Quoted passage →
=====

Photo: Robbie Dingeman
Now, customers can head toward the back of the store again to order poke, plates, bowls and sides, then browse snacks, local beer and other drinks while they wait. Snacks include three styles of peanuts—boiled, roasted and dry boiled ($5 a pound), the last retaining the five-spice flavor of boiled peanuts with a texture that Kam describes as “crispy chewy.”

Photo: Robbie Dingeman
Popular poke choices in the glass case are still the spicy ‘ahi ($19.95 a pound) and wasabi masago ‘ahi ($20.95 a pound), a creation of Kam’s dad, Leonard Kam. There’s the clean simplicity of the fresh ‘ahi green onion poke. A new poke sampler ($33.95) in a sectioned cardboard box holds six distinct flavors: wasabi masago ‘ahi, sweet onion tako, ponzu salmon, sweet onion shoyu ‘ahi, spicy ‘ahi and abalone squid.

Photo: Robbie Dingeman
Kam recently clinched a steady supply of warabi to make a salad that highlights the delicate fern shoots with slivers of kamaboko and bits of bonito and glass noodles. Unlike the more common tomato-onion version of the salad, the flavor of this one is light and savory.

Photo: Robbie Dingeman
The crack seed jars are still there, but now hold small bags of the snacks so people “don’t have to wait for somebody to open the jar and pack it for them,” Chris Kam says.

=====

Recorded data →
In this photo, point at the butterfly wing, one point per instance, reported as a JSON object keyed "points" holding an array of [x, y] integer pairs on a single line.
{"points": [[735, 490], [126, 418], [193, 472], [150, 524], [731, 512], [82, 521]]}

=====

Written problem A → According to the poke shop article, who created the wasabi masago ‘ahi?
Written problem B → Resume the poke shop article after its final sentence.
The data above comes from a separate source.

Response A → Leonard Kam, Kam’s dad.

Response B →
Photo: Robbie Dingeman
As we wait for our meat and poke to get boxed up, a grinning Leonard Kam emerges from the kitchen holding up the roast duck special. Working the register near the door is Chris’s brother, Brad Kam. Next to the checkout, the house-made pork hash ($7.95 for 6) usually sells out by noon. The brothers’ mom, Gerri Kam, makes the pork hash as well as the fat nori-wrapped musubi ($3.50) stuffed with her own recipes for char siu and furikake salmon.
The evolving menu reflects the family’s entrepreneurial streak. Chris Kam credits the design of Alicia’s Market logo T-shirts to fiancée Vivian Lin, who’s also the chef behind the li hing gummies and sour lychee ($3.95 and up). Family-owned and -run since Alicia and Raymond Kam opened the shop in 1947, the market’s multiethnic treats also include Puerto Rican pastele and increasingly hard-to-find foods like bacalhau (Portuguese salted cod).
Looking ahead, Kam says to expect more specialty foods, including maybe a smoked roast beef. And good news at any time of year: Almond cookies are about to make a comeback.